Now we have it straight from the chairwoman of the Senate Select Committee on Intelligence, Sen. Dianne Feinstein:
Under any common meaning of the term, CIA detainees were tortured. I also believe that the conditions of confinement and the use of authorized and unauthorized interrogation and conditioning techniques were cruel, inhuman, and degrading. I believe the evidence of this is overwhelming and incontrovertible.
She should have added “sadistic.” Your tax money went to employ sadists. Perhaps this is nothing new.
 
Feinstein writes this in introducing the recently declassified, but heavily redacted 525-page executive summary of the committee’s 6,000-page report on the CIA’s post-9/11 use of “enhanced interrogation techniques” (EIT). It portrays a dishonest and brutal agency determined to use whatever methods it wished regardless of legality.
 
In her introduction, Feinstein put the CIA’s actions into context:
I can understand the CIA's impulse to consider the use of every possible tool to gather intelligence and remove terrorists from the battlefield, and CIA was encouraged by political leaders and the public to do whatever it could to prevent another attack....
 
Nevertheless, such pressure, fear, and expectation of further terrorist plots do not justify, temper, or excuse improper actions taken by individuals or organizations in the name of national security.

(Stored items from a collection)

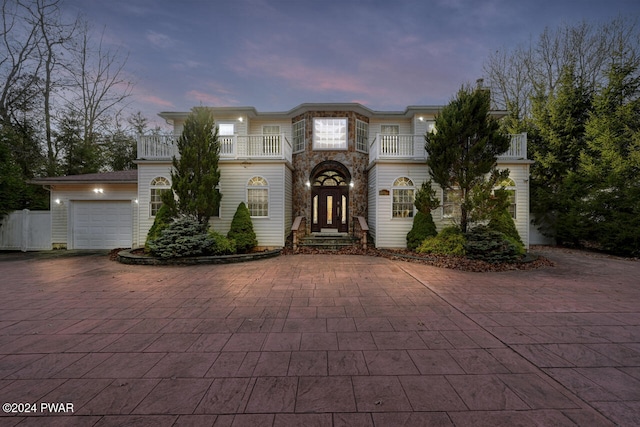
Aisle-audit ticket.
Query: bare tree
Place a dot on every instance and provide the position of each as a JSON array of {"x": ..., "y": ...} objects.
[
  {"x": 20, "y": 61},
  {"x": 535, "y": 68},
  {"x": 99, "y": 88}
]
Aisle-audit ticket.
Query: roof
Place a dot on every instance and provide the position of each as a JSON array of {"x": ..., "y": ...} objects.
[{"x": 117, "y": 177}]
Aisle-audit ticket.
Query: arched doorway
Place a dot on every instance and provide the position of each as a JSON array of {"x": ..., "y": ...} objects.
[{"x": 330, "y": 197}]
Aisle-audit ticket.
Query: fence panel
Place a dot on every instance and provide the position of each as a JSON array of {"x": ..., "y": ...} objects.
[{"x": 26, "y": 231}]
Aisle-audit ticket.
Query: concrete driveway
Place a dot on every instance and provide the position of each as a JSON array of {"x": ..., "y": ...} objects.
[{"x": 318, "y": 341}]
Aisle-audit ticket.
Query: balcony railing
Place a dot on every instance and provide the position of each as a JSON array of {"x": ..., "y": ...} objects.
[
  {"x": 164, "y": 147},
  {"x": 411, "y": 147}
]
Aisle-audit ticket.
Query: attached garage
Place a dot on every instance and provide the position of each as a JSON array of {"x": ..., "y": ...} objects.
[
  {"x": 94, "y": 211},
  {"x": 101, "y": 224}
]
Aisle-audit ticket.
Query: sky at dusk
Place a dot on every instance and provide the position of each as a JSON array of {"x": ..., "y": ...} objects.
[{"x": 277, "y": 54}]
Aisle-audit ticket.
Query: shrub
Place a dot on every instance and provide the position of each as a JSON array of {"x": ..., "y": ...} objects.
[
  {"x": 242, "y": 230},
  {"x": 220, "y": 245},
  {"x": 490, "y": 245},
  {"x": 184, "y": 237},
  {"x": 450, "y": 241},
  {"x": 503, "y": 223},
  {"x": 423, "y": 227},
  {"x": 163, "y": 219}
]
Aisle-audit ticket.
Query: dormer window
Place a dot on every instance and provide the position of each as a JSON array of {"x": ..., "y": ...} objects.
[{"x": 330, "y": 133}]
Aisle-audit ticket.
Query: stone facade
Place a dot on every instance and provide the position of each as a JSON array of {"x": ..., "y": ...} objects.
[{"x": 355, "y": 161}]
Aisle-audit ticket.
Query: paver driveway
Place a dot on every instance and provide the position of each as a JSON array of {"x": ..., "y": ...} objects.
[{"x": 318, "y": 340}]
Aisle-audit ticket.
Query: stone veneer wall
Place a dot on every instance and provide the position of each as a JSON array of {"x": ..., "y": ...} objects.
[{"x": 355, "y": 161}]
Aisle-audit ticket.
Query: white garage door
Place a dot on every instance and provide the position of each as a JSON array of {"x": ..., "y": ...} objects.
[{"x": 102, "y": 224}]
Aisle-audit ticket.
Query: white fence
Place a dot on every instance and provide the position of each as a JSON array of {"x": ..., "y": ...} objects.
[{"x": 26, "y": 231}]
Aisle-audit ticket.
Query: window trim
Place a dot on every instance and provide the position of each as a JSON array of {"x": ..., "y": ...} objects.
[
  {"x": 298, "y": 135},
  {"x": 362, "y": 136},
  {"x": 155, "y": 205},
  {"x": 344, "y": 138},
  {"x": 394, "y": 188},
  {"x": 254, "y": 187}
]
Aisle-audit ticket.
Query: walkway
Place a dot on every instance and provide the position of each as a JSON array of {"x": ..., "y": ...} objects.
[{"x": 318, "y": 341}]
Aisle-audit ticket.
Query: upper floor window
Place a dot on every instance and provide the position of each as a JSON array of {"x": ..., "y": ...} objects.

Your task → Please rewrite the paragraph of the Senate torture report passage above that begins "Feinstein writes this in introducing" in a shorter form, keeping its main facts.

The completed task → Feinstein's statement introduces the declassified but heavily redacted 525-page executive summary of the committee's 6,000-page report on the CIA's post-9/11 "enhanced interrogation techniques" (EIT). The summary depicts a dishonest, brutal agency set on using any methods it wanted, legal or not.